- Document extract
Deformations can be the trickiest calculations for an architect/engineer to calculate. In nature, they are clear to the human eye. Deformations include any change in shape or size of an object, and generally are the result of an applied force (although chemical forces also can cause deformation on more microscopic scales). It is typically measured as strain, which is a unitless quantity, helpful in calculating the rate of elongation or contraction a member might undergo.

Internally, inter-molecular forces arise that act in an equal but opposite direction of the force applied onto the member. If a force isn't large enough, these internal stresses are enough to withstand permanent deformation (or plastic failure), and allow the member to completely resist the force. However, if the force is large enough, a new equilibrium stage will be reached via plastic failure, which allows the member to bend into a new geometric shape in order to compensate for a deficiency in internal strength. If an excessively large force is imposed on the structural shape, no matter what the material may be, structural failure will occur.

Stress-strain curves are the best way to plot this relationship. Although strain is actually the dependent variable we're talking about here, for engineering purposes, it is typically conveyed along the abscissa for relative ease. The linear portion of the curve is considered the elastic region, where Hooke's Law pertains most fiercely (and members retain their original form after being subjected to loads). It is followed by the plastic region (the curvilinear portion) and ultimately the finite fracture limit where the member fails to retain any structural integrity.

The above chart shows the particular strengths of utmost importance. Such quantities like Young's Modulus, the yield strength, strain hardening, ultimate strength, and necking vary for different materials. Concrete and steel, for instance, vary widely in every one of these quantities. And yet they both remain two of the most commonly used materials in construction. This is one fascinating example depicting the variety and versatility in modern day construction. Engineering properties can be worlds apart for our materials and manufactured products today, and yet still both be of great usage.

- Set tasks
A. Reproduce the passage on deformation word for word, starting with "The above chart" and going on through "of great usage.".
B. Rewrite all the records in full, requests included, scaling each pixel coordinate in their answers by 1.85 and rounding the result to a whole number, with halves rounded up.
The records have no connection to the passage on deformation.

- Data to process
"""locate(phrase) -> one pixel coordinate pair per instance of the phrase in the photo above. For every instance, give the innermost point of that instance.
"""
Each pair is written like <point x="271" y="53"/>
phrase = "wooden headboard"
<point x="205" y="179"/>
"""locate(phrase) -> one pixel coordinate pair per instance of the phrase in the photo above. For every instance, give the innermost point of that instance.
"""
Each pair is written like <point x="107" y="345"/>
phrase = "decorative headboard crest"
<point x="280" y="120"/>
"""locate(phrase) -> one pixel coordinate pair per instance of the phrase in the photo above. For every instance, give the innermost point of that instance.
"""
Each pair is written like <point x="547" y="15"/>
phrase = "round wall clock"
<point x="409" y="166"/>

- Response list
A.
The above chart shows the particular strengths of utmost importance. Such quantities like Young's Modulus, the yield strength, strain hardening, ultimate strength, and necking vary for different materials. Concrete and steel, for instance, vary widely in every one of these quantities. And yet they both remain two of the most commonly used materials in construction. This is one fascinating example depicting the variety and versatility in modern day construction. Engineering properties can be worlds apart for our materials and manufactured products today, and yet still both be of great usage.

B.
"""locate(phrase) -> one pixel coordinate pair per instance of the phrase in the photo above. For every instance, give the innermost point of that instance.
"""
Each pair is written like <point x="271" y="53"/>
phrase = "wooden headboard"
<point x="379" y="331"/>
"""locate(phrase) -> one pixel coordinate pair per instance of the phrase in the photo above. For every instance, give the innermost point of that instance.
"""
Each pair is written like <point x="107" y="345"/>
phrase = "decorative headboard crest"
<point x="518" y="222"/>
"""locate(phrase) -> one pixel coordinate pair per instance of the phrase in the photo above. For every instance, give the innermost point of that instance.
"""
Each pair is written like <point x="547" y="15"/>
phrase = "round wall clock"
<point x="757" y="307"/>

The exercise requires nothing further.